= What to produce =
Output the data in full and exactly as presented.

[Dataset entries]

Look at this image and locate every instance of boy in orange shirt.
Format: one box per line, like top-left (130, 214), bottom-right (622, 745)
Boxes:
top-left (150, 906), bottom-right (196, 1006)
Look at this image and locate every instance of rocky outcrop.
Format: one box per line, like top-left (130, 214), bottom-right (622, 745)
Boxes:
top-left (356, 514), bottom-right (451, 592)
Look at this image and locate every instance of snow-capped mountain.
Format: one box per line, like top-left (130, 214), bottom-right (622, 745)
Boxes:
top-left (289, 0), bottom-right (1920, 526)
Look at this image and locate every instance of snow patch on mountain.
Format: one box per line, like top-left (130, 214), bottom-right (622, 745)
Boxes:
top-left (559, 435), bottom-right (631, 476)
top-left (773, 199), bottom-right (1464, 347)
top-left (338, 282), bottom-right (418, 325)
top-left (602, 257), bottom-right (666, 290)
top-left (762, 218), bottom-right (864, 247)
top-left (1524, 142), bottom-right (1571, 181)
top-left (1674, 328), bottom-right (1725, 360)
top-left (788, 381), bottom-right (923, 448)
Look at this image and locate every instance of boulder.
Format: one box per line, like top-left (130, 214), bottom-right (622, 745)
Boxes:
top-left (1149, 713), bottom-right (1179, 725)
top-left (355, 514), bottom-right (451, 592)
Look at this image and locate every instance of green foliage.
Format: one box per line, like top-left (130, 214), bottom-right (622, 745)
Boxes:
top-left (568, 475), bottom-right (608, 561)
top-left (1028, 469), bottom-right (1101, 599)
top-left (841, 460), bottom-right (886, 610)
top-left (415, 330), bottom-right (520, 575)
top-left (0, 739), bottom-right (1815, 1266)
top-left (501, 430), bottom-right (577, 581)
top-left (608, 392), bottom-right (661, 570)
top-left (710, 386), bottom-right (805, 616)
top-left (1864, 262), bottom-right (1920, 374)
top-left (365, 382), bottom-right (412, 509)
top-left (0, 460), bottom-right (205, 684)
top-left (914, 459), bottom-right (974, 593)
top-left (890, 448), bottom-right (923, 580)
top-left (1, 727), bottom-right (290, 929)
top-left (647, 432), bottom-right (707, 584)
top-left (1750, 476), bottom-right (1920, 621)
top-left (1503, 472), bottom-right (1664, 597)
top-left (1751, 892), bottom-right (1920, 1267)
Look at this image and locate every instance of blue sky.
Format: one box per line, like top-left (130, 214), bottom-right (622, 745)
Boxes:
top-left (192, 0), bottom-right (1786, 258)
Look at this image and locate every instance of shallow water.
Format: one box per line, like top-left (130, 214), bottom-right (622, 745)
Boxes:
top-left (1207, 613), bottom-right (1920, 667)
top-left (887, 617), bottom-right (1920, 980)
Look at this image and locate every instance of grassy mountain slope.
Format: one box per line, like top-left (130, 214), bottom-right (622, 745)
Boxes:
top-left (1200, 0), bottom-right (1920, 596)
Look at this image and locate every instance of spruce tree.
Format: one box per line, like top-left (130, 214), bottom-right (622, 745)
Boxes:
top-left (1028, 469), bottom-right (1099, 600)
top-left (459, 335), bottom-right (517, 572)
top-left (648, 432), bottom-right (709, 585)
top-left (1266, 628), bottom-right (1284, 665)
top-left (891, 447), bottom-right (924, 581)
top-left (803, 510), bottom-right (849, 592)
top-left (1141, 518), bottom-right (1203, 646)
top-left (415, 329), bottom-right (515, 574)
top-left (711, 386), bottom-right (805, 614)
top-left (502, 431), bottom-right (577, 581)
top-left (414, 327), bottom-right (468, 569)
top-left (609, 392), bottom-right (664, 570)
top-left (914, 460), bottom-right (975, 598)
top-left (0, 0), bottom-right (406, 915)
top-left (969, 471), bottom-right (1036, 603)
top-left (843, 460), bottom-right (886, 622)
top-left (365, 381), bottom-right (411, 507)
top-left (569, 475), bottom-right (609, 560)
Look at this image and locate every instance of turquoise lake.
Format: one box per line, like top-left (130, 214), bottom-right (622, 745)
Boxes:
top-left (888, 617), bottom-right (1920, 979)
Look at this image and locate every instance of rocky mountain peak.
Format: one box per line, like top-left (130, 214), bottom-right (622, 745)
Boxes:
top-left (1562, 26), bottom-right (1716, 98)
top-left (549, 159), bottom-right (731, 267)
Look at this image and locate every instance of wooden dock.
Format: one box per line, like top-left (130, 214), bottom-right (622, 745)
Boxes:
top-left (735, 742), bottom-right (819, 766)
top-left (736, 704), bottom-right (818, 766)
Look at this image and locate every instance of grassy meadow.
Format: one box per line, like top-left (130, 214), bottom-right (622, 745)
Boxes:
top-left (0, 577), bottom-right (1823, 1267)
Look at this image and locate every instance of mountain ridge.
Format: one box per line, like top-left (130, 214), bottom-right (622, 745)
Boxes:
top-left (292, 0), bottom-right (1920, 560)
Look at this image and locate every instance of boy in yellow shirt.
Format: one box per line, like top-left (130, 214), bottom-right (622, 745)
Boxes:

= Output for this exercise =
Look at this image and locate every instance of boy in orange shirt.
Format: one box per line, like top-left (130, 214), bottom-right (622, 745)
Boxes:
top-left (150, 906), bottom-right (196, 1006)
Look at this image and locate every instance of rocky outcrop.
Format: one box per line, like top-left (130, 214), bottom-right (622, 745)
Boxes:
top-left (356, 514), bottom-right (451, 592)
Look at this image and locate every instance of snow-capped mountain.
Format: one box per line, like top-left (130, 214), bottom-right (622, 745)
Boxes:
top-left (289, 0), bottom-right (1920, 526)
Look at this image and locate every instance of snow patch on mountain.
Format: one box per line, like top-left (130, 214), bottom-right (622, 745)
Boxes:
top-left (559, 435), bottom-right (631, 476)
top-left (773, 199), bottom-right (1464, 347)
top-left (338, 282), bottom-right (418, 325)
top-left (602, 257), bottom-right (666, 290)
top-left (762, 218), bottom-right (864, 247)
top-left (1524, 142), bottom-right (1571, 181)
top-left (1674, 328), bottom-right (1725, 360)
top-left (788, 381), bottom-right (923, 448)
Look at this image and locate every instance of boulder.
Format: one box per line, like top-left (130, 214), bottom-right (622, 745)
Boxes:
top-left (1149, 713), bottom-right (1179, 725)
top-left (355, 514), bottom-right (451, 592)
Look at this image and locate every instance of green foliage.
Format: one box per line, like top-left (130, 214), bottom-right (622, 745)
Boxes:
top-left (568, 475), bottom-right (608, 561)
top-left (1028, 469), bottom-right (1101, 599)
top-left (841, 460), bottom-right (886, 610)
top-left (415, 330), bottom-right (520, 575)
top-left (0, 739), bottom-right (1815, 1266)
top-left (501, 430), bottom-right (577, 581)
top-left (608, 392), bottom-right (661, 570)
top-left (710, 386), bottom-right (805, 616)
top-left (1864, 262), bottom-right (1920, 374)
top-left (365, 382), bottom-right (412, 509)
top-left (0, 460), bottom-right (205, 684)
top-left (914, 459), bottom-right (974, 593)
top-left (890, 448), bottom-right (923, 580)
top-left (1, 727), bottom-right (290, 929)
top-left (647, 432), bottom-right (707, 584)
top-left (1750, 476), bottom-right (1920, 621)
top-left (1503, 472), bottom-right (1664, 597)
top-left (1751, 892), bottom-right (1920, 1267)
Look at this image and locate every instance of blue sky.
Format: one box per line, like top-left (130, 214), bottom-right (622, 745)
Boxes:
top-left (192, 0), bottom-right (1786, 258)
Look at this image and locate every instance of shallow water.
Format: one box per line, like top-left (130, 214), bottom-right (622, 745)
Boxes:
top-left (1207, 613), bottom-right (1920, 667)
top-left (887, 617), bottom-right (1920, 980)
Look at this image and locate every instance of grassy mountain slope.
Format: one box per line, like top-left (130, 214), bottom-right (622, 745)
Boxes:
top-left (1200, 0), bottom-right (1920, 596)
Look at this image and locate every instance of spruce tree.
Format: one box per line, like top-left (130, 214), bottom-right (622, 745)
Boxes:
top-left (1028, 469), bottom-right (1099, 600)
top-left (459, 335), bottom-right (517, 572)
top-left (648, 432), bottom-right (709, 585)
top-left (1266, 628), bottom-right (1284, 665)
top-left (891, 447), bottom-right (924, 581)
top-left (803, 510), bottom-right (849, 592)
top-left (1141, 518), bottom-right (1203, 646)
top-left (415, 329), bottom-right (515, 574)
top-left (711, 386), bottom-right (805, 614)
top-left (502, 431), bottom-right (577, 581)
top-left (414, 327), bottom-right (468, 569)
top-left (609, 392), bottom-right (664, 570)
top-left (914, 460), bottom-right (975, 598)
top-left (0, 0), bottom-right (406, 915)
top-left (969, 471), bottom-right (1036, 603)
top-left (843, 460), bottom-right (886, 622)
top-left (365, 381), bottom-right (411, 507)
top-left (569, 475), bottom-right (609, 560)
Look at this image and locate every instance of turquoise lake.
Format: one box per line, like top-left (130, 214), bottom-right (622, 745)
Boxes:
top-left (888, 617), bottom-right (1920, 979)
Look at this image and locate every instance of rocky mountain peak.
Format: one box per line, like top-left (130, 214), bottom-right (622, 745)
Boxes:
top-left (1562, 26), bottom-right (1716, 98)
top-left (549, 159), bottom-right (731, 267)
Look at this image and locate every instance of wooden dock.
Format: one box per line, like top-left (130, 214), bottom-right (622, 745)
Boxes:
top-left (735, 742), bottom-right (819, 766)
top-left (736, 704), bottom-right (818, 766)
Look at this image and locate every instance of grassy meadow.
Format: one box per line, like top-left (130, 214), bottom-right (622, 745)
Boxes:
top-left (0, 577), bottom-right (1823, 1267)
Look at this image and locate every instance of mountain ridge.
Format: one box per line, like top-left (130, 214), bottom-right (622, 745)
Boxes:
top-left (292, 0), bottom-right (1920, 560)
Look at this image and locate every instance of boy in yellow shirt.
Format: one box per line, like top-left (130, 214), bottom-right (622, 745)
Boxes:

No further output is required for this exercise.